▸ **Aim of the exercise**: Repeat each entry below exactly.

▸ **Source information**:

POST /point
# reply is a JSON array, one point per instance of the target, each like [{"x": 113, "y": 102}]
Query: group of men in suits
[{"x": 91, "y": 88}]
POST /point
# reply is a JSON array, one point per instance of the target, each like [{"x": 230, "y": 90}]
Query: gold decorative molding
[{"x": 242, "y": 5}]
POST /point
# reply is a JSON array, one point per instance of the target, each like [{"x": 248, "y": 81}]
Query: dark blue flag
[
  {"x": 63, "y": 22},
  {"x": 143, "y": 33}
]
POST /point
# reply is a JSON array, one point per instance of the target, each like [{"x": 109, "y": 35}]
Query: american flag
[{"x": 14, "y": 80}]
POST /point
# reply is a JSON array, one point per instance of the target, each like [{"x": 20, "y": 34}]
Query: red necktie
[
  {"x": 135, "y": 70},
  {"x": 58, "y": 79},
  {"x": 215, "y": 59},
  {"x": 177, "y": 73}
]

▸ **Exercise output**:
POST /point
# reply is a JSON array, one point per instance of the target, each like [{"x": 113, "y": 102}]
Query: group of men in suits
[{"x": 91, "y": 88}]
POST /point
# reply is a JSON array, one point per instance of the target, each like [{"x": 230, "y": 90}]
Query: gold decorative molding
[{"x": 242, "y": 5}]
POST /point
# reply is a JSON array, one point per instance of the target, each like [{"x": 248, "y": 81}]
Query: dark blue flag
[
  {"x": 63, "y": 22},
  {"x": 143, "y": 33}
]
POST /point
# reply is a JSON array, one point per instance of the target, each like [{"x": 109, "y": 35}]
Query: american flag
[{"x": 14, "y": 80}]
POST /point
# reply is a JSON array, one point per instance of the target, each like [{"x": 20, "y": 34}]
Query: red necktie
[
  {"x": 135, "y": 70},
  {"x": 58, "y": 79},
  {"x": 215, "y": 59},
  {"x": 177, "y": 73}
]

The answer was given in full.